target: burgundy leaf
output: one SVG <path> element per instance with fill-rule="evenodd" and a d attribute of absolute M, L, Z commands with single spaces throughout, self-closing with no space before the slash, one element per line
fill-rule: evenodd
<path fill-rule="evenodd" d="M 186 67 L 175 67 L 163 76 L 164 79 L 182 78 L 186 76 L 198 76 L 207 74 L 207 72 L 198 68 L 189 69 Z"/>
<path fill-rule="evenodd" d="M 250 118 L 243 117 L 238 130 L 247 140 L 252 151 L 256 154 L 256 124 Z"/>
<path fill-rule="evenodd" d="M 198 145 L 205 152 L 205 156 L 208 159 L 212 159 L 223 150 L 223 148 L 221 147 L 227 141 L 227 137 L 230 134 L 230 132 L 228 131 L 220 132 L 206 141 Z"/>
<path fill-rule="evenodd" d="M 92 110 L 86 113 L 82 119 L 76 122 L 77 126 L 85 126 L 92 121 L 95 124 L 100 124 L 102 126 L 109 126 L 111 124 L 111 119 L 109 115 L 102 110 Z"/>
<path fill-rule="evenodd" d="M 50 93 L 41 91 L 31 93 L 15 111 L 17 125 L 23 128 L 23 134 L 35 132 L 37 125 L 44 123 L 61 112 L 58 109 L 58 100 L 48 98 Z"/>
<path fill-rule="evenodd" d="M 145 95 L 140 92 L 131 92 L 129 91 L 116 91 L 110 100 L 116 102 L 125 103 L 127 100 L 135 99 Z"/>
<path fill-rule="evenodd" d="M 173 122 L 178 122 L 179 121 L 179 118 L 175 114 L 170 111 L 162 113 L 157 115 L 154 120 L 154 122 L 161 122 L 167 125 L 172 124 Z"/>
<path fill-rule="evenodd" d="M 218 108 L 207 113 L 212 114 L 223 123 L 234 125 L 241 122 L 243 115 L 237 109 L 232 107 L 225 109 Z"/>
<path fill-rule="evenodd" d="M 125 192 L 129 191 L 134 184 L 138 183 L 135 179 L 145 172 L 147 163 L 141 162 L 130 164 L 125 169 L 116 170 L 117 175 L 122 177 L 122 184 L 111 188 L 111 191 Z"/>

# # # #

Reproduce the listing above, substituting "maroon leaf" for every occurrence of "burgundy leaf" and leaving all else unchanged.

target: maroon leaf
output: one SVG <path> element per instance with fill-rule="evenodd" and a d attribute of absolute M, L, Z commands with single spaces throughout, self-closing with no space before the slash, one element per line
fill-rule: evenodd
<path fill-rule="evenodd" d="M 186 67 L 175 67 L 163 76 L 164 79 L 182 78 L 186 76 L 198 76 L 207 74 L 207 72 L 198 68 L 189 69 Z"/>
<path fill-rule="evenodd" d="M 250 118 L 243 117 L 238 130 L 247 140 L 252 151 L 256 154 L 256 124 Z"/>
<path fill-rule="evenodd" d="M 198 145 L 205 152 L 205 156 L 208 159 L 212 159 L 223 150 L 223 148 L 221 147 L 227 141 L 227 137 L 230 134 L 230 132 L 228 131 L 220 132 L 206 141 Z"/>
<path fill-rule="evenodd" d="M 92 110 L 86 113 L 82 119 L 76 122 L 77 126 L 85 126 L 92 121 L 95 124 L 100 124 L 102 126 L 109 126 L 111 124 L 111 119 L 109 115 L 102 110 Z"/>
<path fill-rule="evenodd" d="M 50 93 L 41 91 L 31 93 L 15 111 L 17 125 L 23 128 L 23 134 L 35 132 L 37 125 L 44 123 L 61 112 L 58 109 L 58 100 L 48 98 Z"/>
<path fill-rule="evenodd" d="M 145 95 L 140 92 L 131 92 L 129 91 L 116 91 L 110 100 L 116 102 L 125 103 L 127 100 L 135 99 Z"/>
<path fill-rule="evenodd" d="M 173 122 L 178 122 L 179 121 L 179 118 L 175 114 L 170 111 L 162 113 L 157 115 L 154 120 L 154 122 L 161 122 L 167 125 L 172 124 Z"/>
<path fill-rule="evenodd" d="M 218 108 L 207 113 L 212 114 L 223 123 L 234 125 L 241 122 L 243 115 L 237 109 L 232 107 L 225 109 Z"/>
<path fill-rule="evenodd" d="M 125 192 L 129 191 L 134 184 L 138 183 L 135 179 L 145 172 L 147 163 L 141 162 L 130 164 L 125 169 L 116 170 L 117 175 L 122 177 L 122 184 L 111 188 L 111 191 Z"/>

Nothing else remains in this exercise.